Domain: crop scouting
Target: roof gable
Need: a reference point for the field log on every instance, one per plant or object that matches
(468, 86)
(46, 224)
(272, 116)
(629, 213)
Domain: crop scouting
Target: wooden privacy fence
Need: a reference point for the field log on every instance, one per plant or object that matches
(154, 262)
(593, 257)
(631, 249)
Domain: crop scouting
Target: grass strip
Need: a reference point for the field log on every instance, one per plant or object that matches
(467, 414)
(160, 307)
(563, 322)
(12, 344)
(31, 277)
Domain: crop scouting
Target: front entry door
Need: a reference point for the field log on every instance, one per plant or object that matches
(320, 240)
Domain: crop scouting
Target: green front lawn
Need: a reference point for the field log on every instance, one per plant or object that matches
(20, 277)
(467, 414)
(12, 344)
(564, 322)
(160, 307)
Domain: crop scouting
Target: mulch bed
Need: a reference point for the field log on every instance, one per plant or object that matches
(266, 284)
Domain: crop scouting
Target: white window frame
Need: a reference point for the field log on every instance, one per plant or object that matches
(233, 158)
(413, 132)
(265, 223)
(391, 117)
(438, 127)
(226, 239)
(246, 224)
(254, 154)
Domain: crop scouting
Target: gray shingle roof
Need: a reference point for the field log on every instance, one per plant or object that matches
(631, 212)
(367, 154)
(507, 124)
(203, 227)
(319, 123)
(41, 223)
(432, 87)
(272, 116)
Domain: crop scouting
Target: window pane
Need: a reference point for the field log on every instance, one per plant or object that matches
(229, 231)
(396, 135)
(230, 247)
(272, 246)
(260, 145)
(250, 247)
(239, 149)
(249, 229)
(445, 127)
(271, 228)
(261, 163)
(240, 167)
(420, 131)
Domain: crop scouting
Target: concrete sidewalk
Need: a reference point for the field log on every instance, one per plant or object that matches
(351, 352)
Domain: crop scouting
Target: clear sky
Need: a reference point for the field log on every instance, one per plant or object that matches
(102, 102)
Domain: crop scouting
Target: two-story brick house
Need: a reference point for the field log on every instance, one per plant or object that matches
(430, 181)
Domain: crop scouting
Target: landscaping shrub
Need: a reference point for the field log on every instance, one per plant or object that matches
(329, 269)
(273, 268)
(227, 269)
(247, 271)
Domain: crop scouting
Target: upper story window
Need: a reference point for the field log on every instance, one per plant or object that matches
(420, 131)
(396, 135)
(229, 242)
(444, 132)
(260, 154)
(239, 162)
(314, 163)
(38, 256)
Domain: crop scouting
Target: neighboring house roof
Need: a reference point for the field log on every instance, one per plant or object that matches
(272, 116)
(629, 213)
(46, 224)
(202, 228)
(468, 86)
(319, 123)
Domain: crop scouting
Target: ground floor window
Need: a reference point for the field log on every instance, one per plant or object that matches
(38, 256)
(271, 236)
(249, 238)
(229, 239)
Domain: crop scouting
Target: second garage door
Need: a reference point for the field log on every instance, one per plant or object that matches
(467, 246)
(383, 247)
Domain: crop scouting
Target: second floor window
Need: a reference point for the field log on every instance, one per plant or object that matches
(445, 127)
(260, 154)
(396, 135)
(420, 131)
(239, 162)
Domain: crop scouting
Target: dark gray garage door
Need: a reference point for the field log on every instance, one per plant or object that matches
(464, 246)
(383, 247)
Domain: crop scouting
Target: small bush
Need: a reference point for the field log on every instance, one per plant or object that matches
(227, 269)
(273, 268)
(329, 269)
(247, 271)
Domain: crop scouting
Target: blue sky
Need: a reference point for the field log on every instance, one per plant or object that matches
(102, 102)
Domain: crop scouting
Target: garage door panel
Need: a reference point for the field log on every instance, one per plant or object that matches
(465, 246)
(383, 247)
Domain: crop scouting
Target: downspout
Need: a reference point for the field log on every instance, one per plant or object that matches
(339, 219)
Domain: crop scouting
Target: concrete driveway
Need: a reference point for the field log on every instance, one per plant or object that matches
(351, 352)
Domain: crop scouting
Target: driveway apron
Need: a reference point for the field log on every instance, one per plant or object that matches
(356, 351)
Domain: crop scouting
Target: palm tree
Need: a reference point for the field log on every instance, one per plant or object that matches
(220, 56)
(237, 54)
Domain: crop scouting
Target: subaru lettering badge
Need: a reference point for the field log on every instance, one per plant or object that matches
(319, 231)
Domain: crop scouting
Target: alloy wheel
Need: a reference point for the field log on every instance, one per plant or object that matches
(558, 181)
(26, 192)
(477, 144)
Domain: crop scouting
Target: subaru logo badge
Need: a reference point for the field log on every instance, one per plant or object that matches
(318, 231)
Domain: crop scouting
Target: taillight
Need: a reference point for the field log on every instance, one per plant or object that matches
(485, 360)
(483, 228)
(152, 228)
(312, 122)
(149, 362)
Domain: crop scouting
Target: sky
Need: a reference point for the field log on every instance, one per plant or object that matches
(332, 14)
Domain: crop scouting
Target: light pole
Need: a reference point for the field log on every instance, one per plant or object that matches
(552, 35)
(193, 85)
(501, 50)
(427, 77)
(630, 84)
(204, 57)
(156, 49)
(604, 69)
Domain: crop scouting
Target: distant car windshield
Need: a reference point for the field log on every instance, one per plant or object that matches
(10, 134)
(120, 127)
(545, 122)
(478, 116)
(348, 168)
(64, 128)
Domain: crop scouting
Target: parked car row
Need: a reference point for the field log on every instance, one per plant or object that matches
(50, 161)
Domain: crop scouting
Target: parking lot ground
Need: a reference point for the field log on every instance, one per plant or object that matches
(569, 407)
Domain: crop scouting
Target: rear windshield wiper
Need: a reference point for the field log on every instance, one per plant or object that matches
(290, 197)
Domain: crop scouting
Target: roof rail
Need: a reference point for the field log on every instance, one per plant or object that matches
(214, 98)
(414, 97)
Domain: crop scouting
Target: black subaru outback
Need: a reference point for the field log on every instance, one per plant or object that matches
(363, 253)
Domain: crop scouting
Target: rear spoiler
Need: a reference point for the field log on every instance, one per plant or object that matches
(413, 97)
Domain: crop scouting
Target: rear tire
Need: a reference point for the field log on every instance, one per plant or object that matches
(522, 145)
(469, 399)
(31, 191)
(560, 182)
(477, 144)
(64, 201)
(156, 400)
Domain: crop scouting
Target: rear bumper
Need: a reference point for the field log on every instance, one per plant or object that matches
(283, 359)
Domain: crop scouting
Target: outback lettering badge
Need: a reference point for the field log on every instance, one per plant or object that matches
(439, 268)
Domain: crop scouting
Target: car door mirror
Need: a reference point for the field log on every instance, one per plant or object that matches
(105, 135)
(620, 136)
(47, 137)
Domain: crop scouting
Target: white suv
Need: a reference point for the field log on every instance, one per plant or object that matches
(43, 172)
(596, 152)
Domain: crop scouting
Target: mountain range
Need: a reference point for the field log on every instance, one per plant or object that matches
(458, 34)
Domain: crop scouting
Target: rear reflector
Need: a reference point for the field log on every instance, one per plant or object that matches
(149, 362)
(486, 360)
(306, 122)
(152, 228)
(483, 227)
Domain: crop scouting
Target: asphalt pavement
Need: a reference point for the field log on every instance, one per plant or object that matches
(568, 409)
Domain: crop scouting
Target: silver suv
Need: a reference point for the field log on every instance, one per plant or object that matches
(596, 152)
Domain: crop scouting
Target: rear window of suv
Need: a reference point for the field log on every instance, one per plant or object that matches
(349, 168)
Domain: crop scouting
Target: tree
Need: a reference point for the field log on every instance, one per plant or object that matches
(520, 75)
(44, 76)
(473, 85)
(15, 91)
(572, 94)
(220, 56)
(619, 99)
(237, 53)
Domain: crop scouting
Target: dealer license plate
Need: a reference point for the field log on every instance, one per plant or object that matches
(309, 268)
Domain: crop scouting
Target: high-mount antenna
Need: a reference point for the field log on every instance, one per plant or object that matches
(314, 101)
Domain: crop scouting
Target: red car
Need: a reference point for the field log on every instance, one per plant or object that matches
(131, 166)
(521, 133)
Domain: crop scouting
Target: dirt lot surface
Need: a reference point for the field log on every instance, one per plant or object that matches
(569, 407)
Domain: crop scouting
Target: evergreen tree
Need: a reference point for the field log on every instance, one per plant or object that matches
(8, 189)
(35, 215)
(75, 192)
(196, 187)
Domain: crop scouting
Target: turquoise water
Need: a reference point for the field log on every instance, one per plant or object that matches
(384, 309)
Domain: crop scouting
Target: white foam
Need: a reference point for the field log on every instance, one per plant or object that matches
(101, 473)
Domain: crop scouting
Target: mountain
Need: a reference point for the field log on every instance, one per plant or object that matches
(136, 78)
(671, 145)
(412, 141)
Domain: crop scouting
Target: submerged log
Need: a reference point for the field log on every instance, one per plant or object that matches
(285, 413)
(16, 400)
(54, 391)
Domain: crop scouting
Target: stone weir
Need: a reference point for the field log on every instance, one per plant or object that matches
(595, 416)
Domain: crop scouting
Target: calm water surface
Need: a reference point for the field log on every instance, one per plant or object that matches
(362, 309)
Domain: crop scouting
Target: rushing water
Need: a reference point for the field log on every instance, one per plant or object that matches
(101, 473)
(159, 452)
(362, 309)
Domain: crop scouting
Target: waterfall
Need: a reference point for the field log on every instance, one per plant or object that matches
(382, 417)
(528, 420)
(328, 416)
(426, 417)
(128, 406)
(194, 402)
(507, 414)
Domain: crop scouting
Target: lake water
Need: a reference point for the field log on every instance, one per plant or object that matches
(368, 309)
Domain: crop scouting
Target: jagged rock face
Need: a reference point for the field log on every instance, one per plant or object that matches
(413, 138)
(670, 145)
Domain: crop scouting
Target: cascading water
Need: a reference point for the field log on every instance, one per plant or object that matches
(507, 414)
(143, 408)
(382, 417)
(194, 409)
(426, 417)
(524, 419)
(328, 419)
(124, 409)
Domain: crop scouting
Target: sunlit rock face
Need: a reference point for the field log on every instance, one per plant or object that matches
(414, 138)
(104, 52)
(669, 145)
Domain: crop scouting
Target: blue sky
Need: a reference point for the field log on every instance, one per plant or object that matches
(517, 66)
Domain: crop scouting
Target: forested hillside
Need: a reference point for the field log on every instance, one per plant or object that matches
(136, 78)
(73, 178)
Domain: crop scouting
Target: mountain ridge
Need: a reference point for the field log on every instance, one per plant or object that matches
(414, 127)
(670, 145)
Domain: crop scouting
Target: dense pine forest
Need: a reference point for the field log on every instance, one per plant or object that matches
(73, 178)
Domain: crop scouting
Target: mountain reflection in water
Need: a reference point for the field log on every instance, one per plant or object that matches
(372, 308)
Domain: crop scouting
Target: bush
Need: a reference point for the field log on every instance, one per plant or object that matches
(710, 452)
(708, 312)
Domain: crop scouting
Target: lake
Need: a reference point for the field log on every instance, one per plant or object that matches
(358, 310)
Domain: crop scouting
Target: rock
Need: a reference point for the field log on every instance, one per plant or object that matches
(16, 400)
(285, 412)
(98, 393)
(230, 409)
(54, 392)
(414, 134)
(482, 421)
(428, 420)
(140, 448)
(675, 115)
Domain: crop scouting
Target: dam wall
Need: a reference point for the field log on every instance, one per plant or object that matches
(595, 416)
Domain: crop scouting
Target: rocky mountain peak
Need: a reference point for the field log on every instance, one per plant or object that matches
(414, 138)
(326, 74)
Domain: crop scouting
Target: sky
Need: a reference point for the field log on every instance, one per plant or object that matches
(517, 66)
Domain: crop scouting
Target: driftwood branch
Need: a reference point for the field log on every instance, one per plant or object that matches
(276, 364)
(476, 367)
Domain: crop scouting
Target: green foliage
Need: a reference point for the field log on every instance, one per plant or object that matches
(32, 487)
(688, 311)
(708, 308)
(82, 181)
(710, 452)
-------
• _Set problem_: How many lines in the entries above contain the string "gray"? Reply with the number alone.

• _Correct answer_: 2